## Excerpt:

┌──

- The episode's monster, hiding by blending into a tree. The effects were made by using a specialized "barks suit" as well as computer technology.
- Episode no.: Season 5 Episode 4
- Directed by: Brett Dowler
- Written by: Frank Spotnitz
- Production code: 5X04
- Original air date: November 23, 1997
- Running time: 44 minutes

Guest appearances
- Scott Burkholder as Agent Michael Kinsley; Colleen Flynn as Officer Michele Fazekas; Merrilyn Gann as Mrs. Asekoff; Alf Humphreys as Michael Asekoff; Simon Longmore as Marty Fox; Anthony Rapp as Jeff Glaser; Tom Scholte as Michael Sloan; Tyler Thompson as Louis Asekoff; JC Wendel as Agent Carla Stonecypher;

Episode chronology
| ← Previous "Unusual Suspects" | Next → "The Post-Modern Prometheus" |
- The X-Files season 5

= Detour (The X-Files) =

"Detour" is the fourth episode of the fifth season of the American science fiction television series The X-Files. It was written by executive producer Frank Spotnitz and directed by Brett Dowler. The episode aired in the United States on November 23, 1997, on the Fox network. The episode is a "Monster-of-the-Week" story, a stand-alone plot which is unconnected to the series' wider mythology. "Detour" received a Nielsen rating of 13.2, being watched by 22.8 million viewers, and received mixed reviews from television critics.

The show centers on FBI special agents Fox Mulder (David Duchovny) and Dana Scully (Gillian Anderson) who work on cases linked to the paranormal, called X-Files. Mulder is a believer in the paranormal, while the skeptical Scully has been assigned to debunk his work. In this episode, Mulder and Scully, while traveling to a conference with two other FBI agents, stop at a roadblock and join a nearby investigation of attacks by an unidentified predator.

Executive producer Frank Spotnitz was inspired to write the episode after watching the 1972 American thriller film Deliverance. "Detour" took nineteen days to film, over eleven more than the norm for The X-Files. Shooting was hampered by incessant rain. The episode's villains were created through a mixture of elaborate "bark suits" and digital technology. In addition, the episode contained several cultural references.

└──

## Supplied records:

┌──

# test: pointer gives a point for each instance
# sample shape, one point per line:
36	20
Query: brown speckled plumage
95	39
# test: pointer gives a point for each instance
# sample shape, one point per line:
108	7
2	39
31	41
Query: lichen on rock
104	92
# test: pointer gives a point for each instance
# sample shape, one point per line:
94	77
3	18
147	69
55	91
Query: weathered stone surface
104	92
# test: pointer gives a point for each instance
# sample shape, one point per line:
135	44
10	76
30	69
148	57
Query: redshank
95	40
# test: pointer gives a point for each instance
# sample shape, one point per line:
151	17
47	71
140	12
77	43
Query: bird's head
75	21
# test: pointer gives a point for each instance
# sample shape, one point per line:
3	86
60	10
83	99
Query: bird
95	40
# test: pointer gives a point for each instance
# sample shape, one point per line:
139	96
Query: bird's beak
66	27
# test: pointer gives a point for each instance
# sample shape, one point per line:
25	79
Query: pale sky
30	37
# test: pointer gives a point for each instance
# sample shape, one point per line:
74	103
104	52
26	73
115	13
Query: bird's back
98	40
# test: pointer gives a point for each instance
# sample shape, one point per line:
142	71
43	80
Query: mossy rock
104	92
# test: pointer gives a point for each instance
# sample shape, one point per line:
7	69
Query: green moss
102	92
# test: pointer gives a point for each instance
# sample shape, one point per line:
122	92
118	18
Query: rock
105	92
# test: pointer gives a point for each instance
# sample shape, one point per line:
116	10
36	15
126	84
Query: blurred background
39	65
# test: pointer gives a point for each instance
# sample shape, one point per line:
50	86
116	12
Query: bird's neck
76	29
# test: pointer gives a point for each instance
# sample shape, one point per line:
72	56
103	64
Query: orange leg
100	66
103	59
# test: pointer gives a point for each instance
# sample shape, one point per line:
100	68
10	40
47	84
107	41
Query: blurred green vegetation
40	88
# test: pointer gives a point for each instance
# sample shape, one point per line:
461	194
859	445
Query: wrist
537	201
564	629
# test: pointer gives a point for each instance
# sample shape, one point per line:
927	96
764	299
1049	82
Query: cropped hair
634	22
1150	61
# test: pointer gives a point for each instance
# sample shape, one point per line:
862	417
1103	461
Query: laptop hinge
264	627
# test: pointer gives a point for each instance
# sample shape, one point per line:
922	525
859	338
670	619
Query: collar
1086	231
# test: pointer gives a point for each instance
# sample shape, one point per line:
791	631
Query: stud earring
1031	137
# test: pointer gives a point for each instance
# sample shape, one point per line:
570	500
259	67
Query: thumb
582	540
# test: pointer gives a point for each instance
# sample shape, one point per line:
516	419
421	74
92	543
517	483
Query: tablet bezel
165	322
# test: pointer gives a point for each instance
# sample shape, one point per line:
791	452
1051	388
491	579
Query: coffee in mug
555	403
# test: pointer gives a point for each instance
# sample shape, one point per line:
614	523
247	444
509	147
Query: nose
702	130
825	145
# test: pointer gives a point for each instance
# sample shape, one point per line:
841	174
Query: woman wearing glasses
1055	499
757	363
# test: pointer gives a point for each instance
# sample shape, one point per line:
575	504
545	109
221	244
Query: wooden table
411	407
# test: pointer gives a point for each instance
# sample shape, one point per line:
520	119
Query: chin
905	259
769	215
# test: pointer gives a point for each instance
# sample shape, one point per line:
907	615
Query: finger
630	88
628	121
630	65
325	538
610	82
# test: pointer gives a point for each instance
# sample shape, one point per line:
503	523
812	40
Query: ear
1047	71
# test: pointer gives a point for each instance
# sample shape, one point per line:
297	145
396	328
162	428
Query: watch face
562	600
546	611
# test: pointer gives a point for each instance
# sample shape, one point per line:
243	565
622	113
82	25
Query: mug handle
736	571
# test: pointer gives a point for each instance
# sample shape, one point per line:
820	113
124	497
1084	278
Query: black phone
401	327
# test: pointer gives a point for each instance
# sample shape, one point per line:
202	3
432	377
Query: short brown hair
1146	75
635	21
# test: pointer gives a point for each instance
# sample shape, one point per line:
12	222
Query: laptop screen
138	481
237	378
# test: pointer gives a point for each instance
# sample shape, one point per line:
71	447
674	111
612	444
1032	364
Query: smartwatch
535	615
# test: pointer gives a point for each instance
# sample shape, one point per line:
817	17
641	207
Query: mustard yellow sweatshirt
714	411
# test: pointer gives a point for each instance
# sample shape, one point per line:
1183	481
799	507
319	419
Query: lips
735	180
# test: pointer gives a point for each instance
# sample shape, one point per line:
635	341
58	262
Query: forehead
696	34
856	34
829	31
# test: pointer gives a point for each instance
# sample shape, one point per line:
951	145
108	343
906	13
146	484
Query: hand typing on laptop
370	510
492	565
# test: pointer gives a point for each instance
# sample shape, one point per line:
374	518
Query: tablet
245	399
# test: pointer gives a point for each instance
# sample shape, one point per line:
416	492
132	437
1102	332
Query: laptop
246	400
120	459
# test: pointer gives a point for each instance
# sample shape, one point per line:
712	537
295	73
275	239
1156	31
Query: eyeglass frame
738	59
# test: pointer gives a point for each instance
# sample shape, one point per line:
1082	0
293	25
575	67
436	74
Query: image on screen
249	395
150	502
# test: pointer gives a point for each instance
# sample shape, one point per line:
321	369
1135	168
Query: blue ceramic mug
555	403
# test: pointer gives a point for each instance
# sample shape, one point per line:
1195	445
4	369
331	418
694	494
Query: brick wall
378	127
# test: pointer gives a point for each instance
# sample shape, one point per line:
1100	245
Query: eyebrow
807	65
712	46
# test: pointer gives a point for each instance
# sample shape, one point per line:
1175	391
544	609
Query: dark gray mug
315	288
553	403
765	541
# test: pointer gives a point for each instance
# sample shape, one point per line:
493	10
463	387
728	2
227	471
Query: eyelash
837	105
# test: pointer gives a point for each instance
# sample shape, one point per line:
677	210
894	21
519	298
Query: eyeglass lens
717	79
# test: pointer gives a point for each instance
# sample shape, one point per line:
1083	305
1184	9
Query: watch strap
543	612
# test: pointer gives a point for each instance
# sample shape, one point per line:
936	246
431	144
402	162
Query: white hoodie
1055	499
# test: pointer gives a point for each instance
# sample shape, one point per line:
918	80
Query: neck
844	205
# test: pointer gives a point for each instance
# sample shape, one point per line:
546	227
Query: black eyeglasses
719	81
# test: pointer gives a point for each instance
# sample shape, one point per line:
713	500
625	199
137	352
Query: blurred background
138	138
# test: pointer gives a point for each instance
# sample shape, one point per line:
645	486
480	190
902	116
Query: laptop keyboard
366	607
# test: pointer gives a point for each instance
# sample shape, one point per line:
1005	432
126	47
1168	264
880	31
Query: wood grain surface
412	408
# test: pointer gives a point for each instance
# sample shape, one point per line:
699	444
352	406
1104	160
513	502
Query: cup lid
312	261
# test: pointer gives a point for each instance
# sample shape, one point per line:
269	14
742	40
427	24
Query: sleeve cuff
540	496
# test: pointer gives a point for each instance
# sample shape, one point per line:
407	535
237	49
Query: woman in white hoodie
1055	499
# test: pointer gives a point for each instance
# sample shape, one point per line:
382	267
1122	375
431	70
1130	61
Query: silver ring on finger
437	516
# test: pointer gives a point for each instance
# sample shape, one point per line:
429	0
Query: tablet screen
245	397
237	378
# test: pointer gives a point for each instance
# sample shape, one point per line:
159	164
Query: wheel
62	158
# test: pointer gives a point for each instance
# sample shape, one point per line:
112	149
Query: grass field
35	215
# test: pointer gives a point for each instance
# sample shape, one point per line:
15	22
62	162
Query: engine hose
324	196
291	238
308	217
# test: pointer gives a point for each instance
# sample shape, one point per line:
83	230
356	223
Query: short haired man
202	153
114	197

└──

## What you have to do:
Copy the text from the "Detour" episode article, from "The show centers" to "an unidentified predator.", word for word.

## Output of the exercise:
The show centers on FBI special agents Fox Mulder (David Duchovny) and Dana Scully (Gillian Anderson) who work on cases linked to the paranormal, called X-Files. Mulder is a believer in the paranormal, while the skeptical Scully has been assigned to debunk his work. In this episode, Mulder and Scully, while traveling to a conference with two other FBI agents, stop at a roadblock and join a nearby investigation of attacks by an unidentified predator.